Everything Wrong with Netflix's version of Death Note

(This will be step by step while I watch it)

OBVIOUSLY IT CONTAINS SPOILERS This also does not cover the white washing or anything beyond the story/plot of the movie. Obviously the white washing was reason enough to not watch this disaster but my curiosity got the best of me.

1) who is that girl with dark hair? Is that supposed to be misa..:? If so, why does she seem to have no interest in light at the beginning?
2) Light is a little wuss; normally he would be able to talk himself out of every situation or not be involved with the bullying at all.
3) this principle is a huge dick + why the fuck doesn’t he go after the dude that knocked Light’s lights out?
4) holy shit, lights little bitch scream + freak out in detention
5) why are you hitting yourself?
6) ryuk is the green fucking goblin apparently
7) I personally don’t think light would kill a bully, he tends to go after people who are real criminals, not emotionally compromised teens
8) why the fuck would he go right for decapitation?
9) who is going to clean up that classroom?
10) why didn’t he get in trouble if it was that much of a mess?
11) light’s relationship with his dad is bad. In the anime all he cared about besides becoming the world’s new god + getting rid of baddies was his family.

**Data entries**

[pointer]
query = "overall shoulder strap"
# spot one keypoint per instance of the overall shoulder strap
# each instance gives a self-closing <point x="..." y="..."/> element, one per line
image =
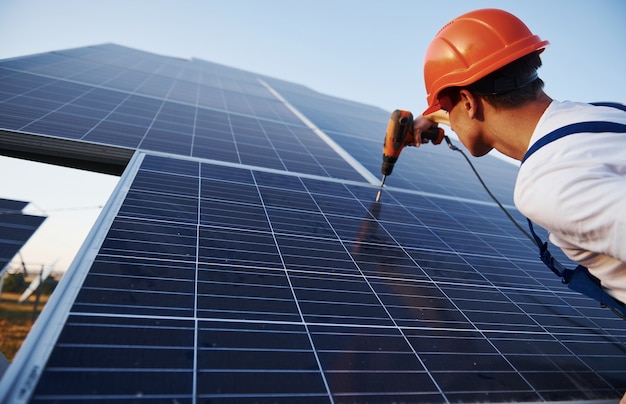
<point x="589" y="127"/>
<point x="578" y="279"/>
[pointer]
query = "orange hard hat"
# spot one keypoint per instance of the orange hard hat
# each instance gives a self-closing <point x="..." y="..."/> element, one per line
<point x="473" y="45"/>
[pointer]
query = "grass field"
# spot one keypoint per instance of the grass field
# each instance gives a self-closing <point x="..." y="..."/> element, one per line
<point x="16" y="320"/>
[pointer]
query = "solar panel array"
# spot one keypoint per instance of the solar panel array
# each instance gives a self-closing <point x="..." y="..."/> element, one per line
<point x="242" y="258"/>
<point x="16" y="228"/>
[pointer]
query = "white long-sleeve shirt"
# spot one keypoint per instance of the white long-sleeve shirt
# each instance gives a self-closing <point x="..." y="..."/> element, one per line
<point x="575" y="187"/>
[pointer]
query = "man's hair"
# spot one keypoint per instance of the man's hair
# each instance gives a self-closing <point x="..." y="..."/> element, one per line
<point x="510" y="86"/>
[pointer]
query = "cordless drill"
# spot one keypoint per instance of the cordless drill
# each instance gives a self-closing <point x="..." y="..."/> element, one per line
<point x="400" y="134"/>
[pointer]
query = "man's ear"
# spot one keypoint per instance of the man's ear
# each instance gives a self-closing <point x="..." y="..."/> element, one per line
<point x="471" y="105"/>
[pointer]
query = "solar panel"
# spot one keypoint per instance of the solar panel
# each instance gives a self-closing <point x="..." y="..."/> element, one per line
<point x="260" y="276"/>
<point x="16" y="228"/>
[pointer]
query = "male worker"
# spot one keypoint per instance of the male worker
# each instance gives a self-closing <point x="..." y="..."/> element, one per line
<point x="481" y="78"/>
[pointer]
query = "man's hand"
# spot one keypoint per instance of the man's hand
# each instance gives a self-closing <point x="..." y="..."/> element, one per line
<point x="421" y="124"/>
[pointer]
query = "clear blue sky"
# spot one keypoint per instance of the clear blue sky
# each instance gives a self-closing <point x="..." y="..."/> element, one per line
<point x="363" y="50"/>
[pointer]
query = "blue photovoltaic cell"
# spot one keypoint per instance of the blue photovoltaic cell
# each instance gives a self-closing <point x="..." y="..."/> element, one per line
<point x="244" y="260"/>
<point x="244" y="285"/>
<point x="15" y="229"/>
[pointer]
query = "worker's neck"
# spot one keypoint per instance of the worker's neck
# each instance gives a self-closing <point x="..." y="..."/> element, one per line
<point x="510" y="130"/>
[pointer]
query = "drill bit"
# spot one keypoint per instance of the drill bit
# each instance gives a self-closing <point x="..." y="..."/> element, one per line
<point x="381" y="188"/>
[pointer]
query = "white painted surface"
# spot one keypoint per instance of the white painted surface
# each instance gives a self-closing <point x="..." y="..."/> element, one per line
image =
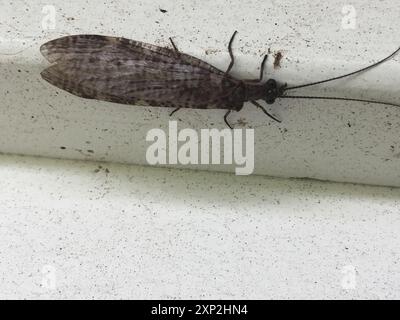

**Exercise tasks**
1. According to the Death Note list, what does the piece not cover?
2. Give the numbers of all points in the Death Note list that end with a question mark.

**Solution list**
1. The white washing or anything beyond the story/plot of the movie.

2. 1, 3, 5, 8, 9, 10